* EXERCISE TEXT
· · ·

They can do that because they have no aspirations to be amazon.com. Microsoft cannot do that. ERPs shouldn't do this - quirky is not what makes you comfortable when dealing with business-critical software. Heck, personal and friendly may not be! (If you've ever used IFS...)

Because what constitutes personal and friendly is context dependent and highly variable from one person to another.

Neutral is often the right way to go.

What kind of language should the American Cancer Society use? What about the Department of Justice? How about an industrial farming equipment manufacturer?

What some would find amusing, some would find a waste of time and frustrating, and some would find insulting or offensive. That's fine when your target market is pretty much on the same page about that stuff. Just go after them and offend all the others.

But it's not as good when that market is not.

With certain types of businesses, the target market is easier to cluster around some style choices. With other types, either the market or the subject-matter doesn't lend itself to friendly and personal.

In general, the writing across the board for this stuff could be BETTER but that's not the same thing as it being more personal and more friendly. That link to Epic below shows some good copywriting that's not either, but it's clear and forceful and just the right tone.

The examples he gives are "fun" and "human" but the point he makes can be broadened out. Much business writing is simply lazy and cliched. This is compounded by the fact often a company won't want to describe its products in simple, accessible terms because the products need to be made to sound complex, mysterious, worth a lot of you money. So you tend to get terminology inflation.
True, but that's a different post/article that he didn't write.

In fact, your final sentence there would make for a much more interesting article than, "Business language suuuucks."

Business writing (the kind that tells you about best-of-breed, market-leading solutions) is awful because it is written by people who do not understand their product, their market, or worse, both.

You'll notice that business writing of this type says very little in many words. That's because the author doesn't know what to write, so they resort to vague phrases that say everything and nothing. Technical documentation sometimes suffers from this too (e.g. "Fznoozlator: Fznoozlates the document").

Someone who truly understands the business benefits of their offering and their customers will write text that reflects that. That's why the Woot and Saddleback Leather examples are so good. It's a lot harder to write this sort of widely compelling content for enterprise software, but a skilled marketer can still communicate the value proposition well. Problem is, most skilled marketers would rather slit their own wrists than work on that kind of boring product.

Vague words are completely useless, yes, but sometimes just funny stories aren't good either.

Not uncommonly I find a link (in HN even) to a software product page and, arriving there, I'm greeted with pages and pages explaining what is all about and why I should use it. The pages are long, spread apart and in not-so-obvious places. Ah, there's also a 15 minute demo with a non-descriptive start. Fast forwarding shows some guy playing with a console terminal, but I can't even read what is he doing.

So, this is my two cents: not only you have to captivate your reader, but you must first show him where to start and convince him it's worth his time, either by already starting with something interesting or by making it short.

Specifically, I think it's the use of the words "tool", "resource", "solution", "service", etc, as a synonym for "thing". Above the urinal where I work, there's a flyer for VPP. The first sentence is "What is VPP? It's a tool for improving lab safety". From this you might think VPP is a physical thing you hold in your hand, but no. By "tool" they really mean a managerial protocol/technique.

By the way, programmers, you aren't much better. Think how frickin' generic the word "developer" is.

Business writing is awful because it often tries to create bell-curve models for things that are not bell-curve worthy.

· · ·

(Localization data with one point per instance)
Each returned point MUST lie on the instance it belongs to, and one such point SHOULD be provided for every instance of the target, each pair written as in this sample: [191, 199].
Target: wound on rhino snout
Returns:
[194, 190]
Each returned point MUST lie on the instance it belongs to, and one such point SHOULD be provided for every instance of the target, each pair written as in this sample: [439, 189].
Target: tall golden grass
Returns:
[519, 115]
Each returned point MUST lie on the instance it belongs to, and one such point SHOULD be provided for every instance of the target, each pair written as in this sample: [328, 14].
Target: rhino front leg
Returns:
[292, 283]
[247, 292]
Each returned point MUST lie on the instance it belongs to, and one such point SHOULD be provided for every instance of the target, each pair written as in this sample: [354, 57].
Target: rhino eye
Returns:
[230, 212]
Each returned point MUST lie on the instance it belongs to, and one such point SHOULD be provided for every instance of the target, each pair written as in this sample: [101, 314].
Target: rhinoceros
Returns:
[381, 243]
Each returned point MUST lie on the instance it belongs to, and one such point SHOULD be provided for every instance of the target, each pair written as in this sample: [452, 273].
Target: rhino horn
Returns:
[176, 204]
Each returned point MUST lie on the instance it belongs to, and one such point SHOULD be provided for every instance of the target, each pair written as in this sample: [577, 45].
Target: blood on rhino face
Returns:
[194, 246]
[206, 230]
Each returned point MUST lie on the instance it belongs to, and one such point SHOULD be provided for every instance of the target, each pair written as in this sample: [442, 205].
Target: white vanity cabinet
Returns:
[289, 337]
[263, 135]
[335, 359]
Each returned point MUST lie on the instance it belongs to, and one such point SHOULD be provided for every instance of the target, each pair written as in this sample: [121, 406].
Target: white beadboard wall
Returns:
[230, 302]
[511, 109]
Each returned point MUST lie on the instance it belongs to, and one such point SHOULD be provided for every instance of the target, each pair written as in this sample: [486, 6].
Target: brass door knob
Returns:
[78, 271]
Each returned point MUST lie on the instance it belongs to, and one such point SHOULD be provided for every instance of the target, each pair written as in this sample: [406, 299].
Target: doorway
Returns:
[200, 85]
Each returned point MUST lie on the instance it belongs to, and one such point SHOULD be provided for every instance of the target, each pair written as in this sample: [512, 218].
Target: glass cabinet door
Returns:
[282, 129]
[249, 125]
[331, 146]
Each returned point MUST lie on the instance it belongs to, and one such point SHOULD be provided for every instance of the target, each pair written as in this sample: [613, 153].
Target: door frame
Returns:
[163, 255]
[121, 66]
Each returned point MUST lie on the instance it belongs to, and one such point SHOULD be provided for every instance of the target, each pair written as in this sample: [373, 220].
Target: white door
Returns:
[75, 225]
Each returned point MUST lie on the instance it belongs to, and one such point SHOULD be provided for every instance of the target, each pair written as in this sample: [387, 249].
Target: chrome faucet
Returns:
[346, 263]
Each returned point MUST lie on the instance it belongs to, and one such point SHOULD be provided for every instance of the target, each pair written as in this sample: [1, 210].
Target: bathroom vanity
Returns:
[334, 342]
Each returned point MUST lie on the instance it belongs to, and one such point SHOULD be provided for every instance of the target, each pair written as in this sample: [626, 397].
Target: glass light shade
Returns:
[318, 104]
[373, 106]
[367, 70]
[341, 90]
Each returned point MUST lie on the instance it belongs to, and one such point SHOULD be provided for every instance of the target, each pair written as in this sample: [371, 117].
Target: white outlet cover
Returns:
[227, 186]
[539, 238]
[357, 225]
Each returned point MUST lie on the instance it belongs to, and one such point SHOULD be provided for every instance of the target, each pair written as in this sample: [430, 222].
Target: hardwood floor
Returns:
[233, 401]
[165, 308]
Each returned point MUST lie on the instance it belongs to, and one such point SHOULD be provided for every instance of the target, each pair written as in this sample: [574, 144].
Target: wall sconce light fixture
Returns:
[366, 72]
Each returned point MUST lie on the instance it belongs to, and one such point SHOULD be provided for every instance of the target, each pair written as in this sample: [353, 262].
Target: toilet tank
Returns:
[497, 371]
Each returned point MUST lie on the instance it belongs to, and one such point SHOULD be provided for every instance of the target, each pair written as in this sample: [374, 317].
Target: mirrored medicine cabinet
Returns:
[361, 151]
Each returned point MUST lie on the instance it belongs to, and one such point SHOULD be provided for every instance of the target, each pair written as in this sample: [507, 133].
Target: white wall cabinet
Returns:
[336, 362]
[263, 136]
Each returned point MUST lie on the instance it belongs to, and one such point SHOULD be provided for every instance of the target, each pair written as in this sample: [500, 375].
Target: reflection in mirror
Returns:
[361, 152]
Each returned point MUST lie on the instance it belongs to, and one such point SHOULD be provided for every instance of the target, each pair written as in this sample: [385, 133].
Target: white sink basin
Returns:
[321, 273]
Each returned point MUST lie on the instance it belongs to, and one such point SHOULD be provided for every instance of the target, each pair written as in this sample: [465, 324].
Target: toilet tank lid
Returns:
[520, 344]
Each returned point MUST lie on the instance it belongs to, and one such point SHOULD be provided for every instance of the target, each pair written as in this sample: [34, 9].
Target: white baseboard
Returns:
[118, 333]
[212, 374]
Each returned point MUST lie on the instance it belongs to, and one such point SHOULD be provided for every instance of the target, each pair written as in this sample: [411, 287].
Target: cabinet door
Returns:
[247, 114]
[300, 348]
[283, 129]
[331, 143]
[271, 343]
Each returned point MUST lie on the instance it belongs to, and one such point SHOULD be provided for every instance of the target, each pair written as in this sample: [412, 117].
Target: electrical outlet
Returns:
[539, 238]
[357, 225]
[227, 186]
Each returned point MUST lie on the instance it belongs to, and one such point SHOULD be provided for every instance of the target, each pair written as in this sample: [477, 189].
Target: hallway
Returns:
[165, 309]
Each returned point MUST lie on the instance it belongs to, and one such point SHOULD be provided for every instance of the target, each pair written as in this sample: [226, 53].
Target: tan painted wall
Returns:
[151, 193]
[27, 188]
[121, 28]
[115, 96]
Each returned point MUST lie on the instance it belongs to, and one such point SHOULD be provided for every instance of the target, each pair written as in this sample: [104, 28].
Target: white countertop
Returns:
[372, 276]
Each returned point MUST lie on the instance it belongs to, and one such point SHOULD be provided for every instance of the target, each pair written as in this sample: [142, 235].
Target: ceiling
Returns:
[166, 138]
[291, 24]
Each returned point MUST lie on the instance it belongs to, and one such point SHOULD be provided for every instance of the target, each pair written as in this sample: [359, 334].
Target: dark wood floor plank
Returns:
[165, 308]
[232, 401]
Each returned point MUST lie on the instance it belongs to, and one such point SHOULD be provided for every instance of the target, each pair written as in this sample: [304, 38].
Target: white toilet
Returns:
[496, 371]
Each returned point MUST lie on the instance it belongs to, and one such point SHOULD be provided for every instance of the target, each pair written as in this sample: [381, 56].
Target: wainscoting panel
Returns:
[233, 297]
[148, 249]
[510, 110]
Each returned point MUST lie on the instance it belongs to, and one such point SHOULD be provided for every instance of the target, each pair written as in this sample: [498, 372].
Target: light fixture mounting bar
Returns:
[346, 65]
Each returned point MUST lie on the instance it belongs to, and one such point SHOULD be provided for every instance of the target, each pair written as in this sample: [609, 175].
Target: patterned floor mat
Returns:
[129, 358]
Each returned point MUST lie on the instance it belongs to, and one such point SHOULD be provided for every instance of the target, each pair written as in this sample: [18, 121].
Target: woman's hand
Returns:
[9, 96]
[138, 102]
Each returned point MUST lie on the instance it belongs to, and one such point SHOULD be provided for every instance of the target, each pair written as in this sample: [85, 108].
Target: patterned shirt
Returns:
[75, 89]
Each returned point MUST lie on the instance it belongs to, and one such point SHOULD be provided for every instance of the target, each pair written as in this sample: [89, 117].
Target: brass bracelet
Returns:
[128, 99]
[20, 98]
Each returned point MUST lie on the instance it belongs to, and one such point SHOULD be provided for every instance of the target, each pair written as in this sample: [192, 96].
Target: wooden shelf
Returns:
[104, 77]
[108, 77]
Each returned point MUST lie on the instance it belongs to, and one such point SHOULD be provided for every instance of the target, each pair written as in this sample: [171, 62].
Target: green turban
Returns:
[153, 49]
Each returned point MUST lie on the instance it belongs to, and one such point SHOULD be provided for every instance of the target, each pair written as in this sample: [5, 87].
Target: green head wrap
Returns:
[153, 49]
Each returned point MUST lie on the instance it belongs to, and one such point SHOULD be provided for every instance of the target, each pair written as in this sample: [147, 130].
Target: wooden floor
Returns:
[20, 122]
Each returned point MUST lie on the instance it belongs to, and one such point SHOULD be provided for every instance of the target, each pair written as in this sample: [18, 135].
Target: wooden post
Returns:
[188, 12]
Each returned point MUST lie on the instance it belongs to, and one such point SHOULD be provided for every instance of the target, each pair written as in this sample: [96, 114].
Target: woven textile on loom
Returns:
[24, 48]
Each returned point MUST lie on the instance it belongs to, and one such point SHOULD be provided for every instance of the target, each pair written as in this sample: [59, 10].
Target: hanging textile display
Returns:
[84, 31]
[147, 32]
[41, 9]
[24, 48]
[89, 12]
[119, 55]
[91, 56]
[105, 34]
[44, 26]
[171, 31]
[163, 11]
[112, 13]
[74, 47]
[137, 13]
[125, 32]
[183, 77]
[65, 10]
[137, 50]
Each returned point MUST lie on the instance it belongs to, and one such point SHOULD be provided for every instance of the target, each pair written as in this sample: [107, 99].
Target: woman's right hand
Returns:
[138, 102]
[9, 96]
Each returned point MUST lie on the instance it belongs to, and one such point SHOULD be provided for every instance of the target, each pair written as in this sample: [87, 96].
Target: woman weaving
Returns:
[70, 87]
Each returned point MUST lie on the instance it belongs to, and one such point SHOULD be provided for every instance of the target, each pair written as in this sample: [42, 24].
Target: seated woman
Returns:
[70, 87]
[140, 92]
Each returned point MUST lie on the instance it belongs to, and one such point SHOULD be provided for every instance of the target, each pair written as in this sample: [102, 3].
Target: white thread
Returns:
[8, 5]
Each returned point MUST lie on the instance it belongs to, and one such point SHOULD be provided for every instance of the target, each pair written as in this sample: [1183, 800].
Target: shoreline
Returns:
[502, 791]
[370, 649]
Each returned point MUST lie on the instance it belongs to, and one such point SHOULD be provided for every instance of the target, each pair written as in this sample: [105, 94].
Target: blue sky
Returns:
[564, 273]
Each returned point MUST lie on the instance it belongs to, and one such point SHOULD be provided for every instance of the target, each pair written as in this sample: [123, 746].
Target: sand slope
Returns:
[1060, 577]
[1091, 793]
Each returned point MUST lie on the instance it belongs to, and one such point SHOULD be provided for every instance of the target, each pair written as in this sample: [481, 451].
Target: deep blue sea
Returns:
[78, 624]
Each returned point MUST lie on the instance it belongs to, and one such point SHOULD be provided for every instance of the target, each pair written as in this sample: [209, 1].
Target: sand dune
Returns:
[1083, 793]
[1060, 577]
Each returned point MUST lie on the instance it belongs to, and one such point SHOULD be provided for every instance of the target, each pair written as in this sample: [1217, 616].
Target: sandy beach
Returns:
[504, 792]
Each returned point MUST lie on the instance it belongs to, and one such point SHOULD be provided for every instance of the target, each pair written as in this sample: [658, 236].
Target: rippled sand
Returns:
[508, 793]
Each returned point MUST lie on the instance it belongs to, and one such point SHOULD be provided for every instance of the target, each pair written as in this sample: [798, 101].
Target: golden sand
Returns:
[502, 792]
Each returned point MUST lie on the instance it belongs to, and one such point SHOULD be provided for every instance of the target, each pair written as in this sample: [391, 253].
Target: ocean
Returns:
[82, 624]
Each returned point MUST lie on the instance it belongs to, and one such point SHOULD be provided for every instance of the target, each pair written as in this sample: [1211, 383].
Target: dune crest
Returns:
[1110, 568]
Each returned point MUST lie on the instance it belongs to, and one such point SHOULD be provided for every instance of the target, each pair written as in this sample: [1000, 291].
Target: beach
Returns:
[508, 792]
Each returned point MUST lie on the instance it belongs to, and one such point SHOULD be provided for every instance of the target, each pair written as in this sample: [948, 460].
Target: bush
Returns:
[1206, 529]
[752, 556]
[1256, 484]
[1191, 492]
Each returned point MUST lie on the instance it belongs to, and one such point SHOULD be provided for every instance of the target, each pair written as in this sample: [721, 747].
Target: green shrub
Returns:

· · ·

* AIM OF THE EXERCISE
Say whether each statement agrees with the comments on business writing, and give each answer as yes or no with the deciding words quoted from those comments. (a) A neutral tone is often the right choice. (b) The flyer about VPP calls it a tool for improving office security. (c) The 15 minute demo has a clear, descriptive start. You do not need the rows.

* RESPONSE AREA
(a) Yes: "Neutral is often the right way to go."
(b) No: "It's a tool for improving lab safety"
(c) No: "Ah, there's also a 15 minute demo with a non-descriptive start."